**WORK TO COMPLETE**
1. From the Fight!! Iczer-1 review, pull out everything from "The character designs" down to "a nice touch).", word for word.
2. Write the next stretch of the Fight!! Iczer-1 review, picking up right after its last sentence.

**EXTRACT TO READ**
Fight!! Iczer-1
August 07, 2017

Poking around the OVA treasure trove that was the 1980's it's not hard to notice themes and influences barely a year or two apart. The 2000's have had their fair share of instant trends, between Sword Art Online inspiring the isekai boom, K-On and The Melancholy of Haruhi Suzumiya revitalizing mainstream moe culture, and My Little Sister Can't Be This Cute bringing us the unfortunate series that is little sister light novels, but of course the instant feedback from works like Mobile Suit Gundam and Birth is nothing to sneeze at either. Sometimes you can find it even outside the big leagues; if you wanted to trace the punk style of Studio AIC's Bubblegum Crisis for example, one barely has to follow their own output back two years to find Megazone 23's Space Adventure Cobra-esque celebration of youth, technology, and revolt, as well as the lesser known Fight!! Iczer-1, an alien invasion staved off by two women in a power suit distilled down into five or so fight scenes over three episodes.

The character designs especially evoke a Bubblegum Crisis nostalgia. Starting around this period we get no shortage of the so-called “battling beauty” character archetype, but in this case that extends to both the protagonists and their three main opponents, a fair chunk for a show with no more than 10 named characters in total. A range of hair from yellow to blue to orange is plenty reminiscent of the Bubblegum Crisis Knight Sabers, even if some of them are playing for the other team (yes, I also mean there are lesbians; canon ones even, although don't go in expecting that to play a major role rather than just a nice touch).

**DATA**
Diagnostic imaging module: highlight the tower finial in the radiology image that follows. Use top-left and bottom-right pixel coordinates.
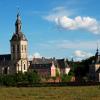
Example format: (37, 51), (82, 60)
(15, 7), (21, 34)
(97, 42), (99, 52)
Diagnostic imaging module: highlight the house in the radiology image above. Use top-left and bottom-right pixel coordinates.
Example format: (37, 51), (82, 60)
(89, 48), (100, 82)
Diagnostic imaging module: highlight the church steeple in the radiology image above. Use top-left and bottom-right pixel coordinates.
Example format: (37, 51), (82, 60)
(95, 44), (100, 63)
(15, 13), (22, 34)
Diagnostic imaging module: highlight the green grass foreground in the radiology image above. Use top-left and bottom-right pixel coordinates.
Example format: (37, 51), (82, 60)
(0, 86), (100, 100)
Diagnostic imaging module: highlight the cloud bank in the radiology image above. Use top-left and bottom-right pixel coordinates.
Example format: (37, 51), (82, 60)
(74, 50), (93, 58)
(44, 7), (100, 34)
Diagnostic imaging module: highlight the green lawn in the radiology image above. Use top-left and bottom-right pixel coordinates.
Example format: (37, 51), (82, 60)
(0, 86), (100, 100)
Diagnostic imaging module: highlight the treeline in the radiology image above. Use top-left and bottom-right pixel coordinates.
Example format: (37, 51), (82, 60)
(69, 56), (95, 81)
(0, 71), (40, 86)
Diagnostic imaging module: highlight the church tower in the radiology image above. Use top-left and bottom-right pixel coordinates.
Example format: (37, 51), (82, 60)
(10, 13), (29, 73)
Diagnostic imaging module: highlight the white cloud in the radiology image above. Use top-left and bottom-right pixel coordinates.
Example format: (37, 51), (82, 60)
(44, 7), (100, 34)
(43, 7), (72, 23)
(56, 16), (100, 34)
(74, 50), (93, 58)
(28, 52), (42, 60)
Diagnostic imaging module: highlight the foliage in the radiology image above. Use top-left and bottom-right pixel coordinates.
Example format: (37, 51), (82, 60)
(0, 71), (40, 86)
(61, 74), (72, 82)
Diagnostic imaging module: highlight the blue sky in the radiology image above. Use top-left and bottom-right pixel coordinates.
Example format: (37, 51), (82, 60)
(0, 0), (100, 60)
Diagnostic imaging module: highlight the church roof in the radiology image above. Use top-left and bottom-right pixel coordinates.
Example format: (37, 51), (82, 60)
(11, 32), (27, 41)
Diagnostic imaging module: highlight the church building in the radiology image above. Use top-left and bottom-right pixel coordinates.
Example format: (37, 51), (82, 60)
(0, 13), (29, 74)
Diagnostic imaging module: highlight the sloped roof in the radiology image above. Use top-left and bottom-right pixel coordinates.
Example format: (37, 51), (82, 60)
(11, 32), (27, 41)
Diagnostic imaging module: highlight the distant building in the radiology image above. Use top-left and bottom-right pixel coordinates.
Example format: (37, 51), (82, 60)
(0, 13), (70, 77)
(0, 13), (29, 74)
(89, 48), (100, 82)
(29, 57), (70, 77)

**YOUR WRITTEN ANSWERS**
1.
The character designs especially evoke a Bubblegum Crisis nostalgia. Starting around this period we get no shortage of the so-called “battling beauty” character archetype, but in this case that extends to both the protagonists and their three main opponents, a fair chunk for a show with no more than 10 named characters in total. A range of hair from yellow to blue to orange is plenty reminiscent of the Bubblegum Crisis Knight Sabers, even if some of them are playing for the other team (yes, I also mean there are lesbians; canon ones even, although don't go in expecting that to play a major role rather than just a nice touch).

2.
But in Bubblegum Crisis the Knight Sabers were on a team together, and all of them were ready to fight the good fight. In the first episode of Iczer-1, Nagisa Kanou goes from being a normal schoolgirl to a target for the invading Cthulhu, to being cajoled into even using her latent powers to pilot a giant anti-Cthulhu robot, about ten years before the same situation would make Neon Genesis Evangelion's Ikari Shinji famous. That cajoling lasts for most of the second episode for good measure. With her resistance against sticking it to the people who killed her parents and are actively trying to wipe humanity from the face of the earth, stacking her up against the squad of Bubblegum Crisis leaves something to be desired, and the fact that her kickass partner Iczer-1 has to spend so much effort and attention pressing her into service—at one point with a literal tractor beam—detracts somewhat from her as well.

So the real takeaway from that last paragraph is characters be damned. Iczer-1 does excel in terms of visuals, especially for people who enjoy that rough old cel style. Besides the character designs from director Hirano Toshiki mentioned above, this was an early work for Oobari Masami, famed animator and later director for (surprise!) Bubblegum Crisis, and his action sequences are dynamic and chaotic. More than his work though, the big draw for me was the monster transformation sequences, oozing and dripping with horror and thoroughly revolting. The monsters appear from people, so it's not so much the final appearance of the monsters as the way their human shapes disintegrate and slide off the fleshy tendons underneath. Not every OVA from the era had to innovate their stories, and if action and horror are enough of a draw for you then it's a nice movie-length ride. Then again, if you can read this you have Youtube and Sakugabooru at your fingertips, so take your pick.